■ EXCERPTED PASSAGE:
+ + + +

Tuesday, July 3, 2007

San Juan Del Sick - July 2

Sydney is pretty sick. Today she has been bedridden because she is too weak to really move. She has all of the symptoms of food poisoning of some kind. With the stress of the weekend in San Juan del Sur, she is pretty run down. She has been drinking Gatorade to replenish some lost water and electrolytes and she has eaten a single package of soda crackers. As far as I know, time is now the only other remedy.

This weekend was suppose to be a fun, relaxing time and some of it was but for the most part we were in constant motion from one thing to the next. On Friday, we left without eating breakfast because we got up with just enough time to get to Hazell’s office. I have to keep remembering that everyone is going to show up late. We were so set on getting there at 8:00 but we could have stopped to get breakfast. It is really important to take care of yourself here because otherwise it will come back to you later.
So we left for Diria, which is a small town west of Granada, only a few kilometers. We received a ride for free, one of the only times I am sure we will get somewhere free, efficient and smoothly. We arrived so that we could help with the distribution of school supplies. It was actually a very nice time to just be able to hand out something simple but to the recipients, it was a little more money in their pockets.

+ + + +

Summarize the blog entry above in two sentences.

■ RECORDED INFORMATION:
+ + + +

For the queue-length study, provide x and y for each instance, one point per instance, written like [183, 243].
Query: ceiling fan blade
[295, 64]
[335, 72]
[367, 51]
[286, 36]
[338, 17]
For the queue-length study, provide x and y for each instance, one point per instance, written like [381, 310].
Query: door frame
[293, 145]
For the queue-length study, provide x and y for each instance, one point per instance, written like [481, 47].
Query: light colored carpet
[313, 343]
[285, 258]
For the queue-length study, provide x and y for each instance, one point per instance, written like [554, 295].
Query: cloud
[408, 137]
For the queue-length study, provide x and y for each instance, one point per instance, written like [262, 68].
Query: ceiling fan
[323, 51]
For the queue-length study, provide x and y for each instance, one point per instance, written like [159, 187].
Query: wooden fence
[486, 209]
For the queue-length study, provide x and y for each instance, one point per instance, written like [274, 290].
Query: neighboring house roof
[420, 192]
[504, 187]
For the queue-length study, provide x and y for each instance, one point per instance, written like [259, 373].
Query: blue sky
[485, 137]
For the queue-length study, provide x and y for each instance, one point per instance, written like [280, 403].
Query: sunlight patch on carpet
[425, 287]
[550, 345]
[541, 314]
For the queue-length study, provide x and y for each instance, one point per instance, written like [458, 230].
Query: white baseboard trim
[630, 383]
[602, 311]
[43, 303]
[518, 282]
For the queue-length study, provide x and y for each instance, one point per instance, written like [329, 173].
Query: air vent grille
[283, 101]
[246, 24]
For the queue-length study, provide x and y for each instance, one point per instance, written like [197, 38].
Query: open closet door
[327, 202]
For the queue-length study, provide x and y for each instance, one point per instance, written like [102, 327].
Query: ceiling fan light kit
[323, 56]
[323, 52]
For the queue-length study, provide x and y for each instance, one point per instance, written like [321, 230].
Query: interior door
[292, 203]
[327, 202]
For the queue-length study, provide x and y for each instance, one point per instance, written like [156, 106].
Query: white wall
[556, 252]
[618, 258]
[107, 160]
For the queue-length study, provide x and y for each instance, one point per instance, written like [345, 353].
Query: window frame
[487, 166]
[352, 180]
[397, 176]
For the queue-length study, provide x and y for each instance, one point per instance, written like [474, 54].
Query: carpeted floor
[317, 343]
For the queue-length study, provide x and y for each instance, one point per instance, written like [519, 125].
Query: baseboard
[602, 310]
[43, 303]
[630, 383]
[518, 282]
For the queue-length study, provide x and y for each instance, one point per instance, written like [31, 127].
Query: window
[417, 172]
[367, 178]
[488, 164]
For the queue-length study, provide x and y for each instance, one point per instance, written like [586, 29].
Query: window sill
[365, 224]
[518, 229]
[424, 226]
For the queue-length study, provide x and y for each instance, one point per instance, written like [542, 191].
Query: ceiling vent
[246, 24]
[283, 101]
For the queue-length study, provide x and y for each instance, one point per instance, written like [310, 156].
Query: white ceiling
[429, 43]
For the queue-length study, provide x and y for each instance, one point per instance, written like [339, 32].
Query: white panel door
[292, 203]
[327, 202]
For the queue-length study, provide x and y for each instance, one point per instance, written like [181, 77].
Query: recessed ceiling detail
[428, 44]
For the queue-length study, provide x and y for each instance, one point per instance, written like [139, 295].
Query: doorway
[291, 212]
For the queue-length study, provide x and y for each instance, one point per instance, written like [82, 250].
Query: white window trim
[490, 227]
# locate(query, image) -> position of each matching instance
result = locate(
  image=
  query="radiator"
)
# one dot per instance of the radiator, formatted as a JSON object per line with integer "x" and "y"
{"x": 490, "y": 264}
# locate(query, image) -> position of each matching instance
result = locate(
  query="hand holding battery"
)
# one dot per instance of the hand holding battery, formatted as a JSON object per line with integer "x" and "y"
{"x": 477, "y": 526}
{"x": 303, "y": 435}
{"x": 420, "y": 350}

+ + + +

■ ANSWER TO THIS TASK: Sydney is bedridden with symptoms of food poisoning and run down from a stressful weekend in San Juan del Sur, and has had only Gatorade and a package of soda crackers, with time the only other remedy the writer knows of. The weekend was meant to be fun and relaxing but was mostly constant motion, beginning Friday with a skipped breakfast and a free ride to Diria, a small town west of Granada, to help hand out school supplies.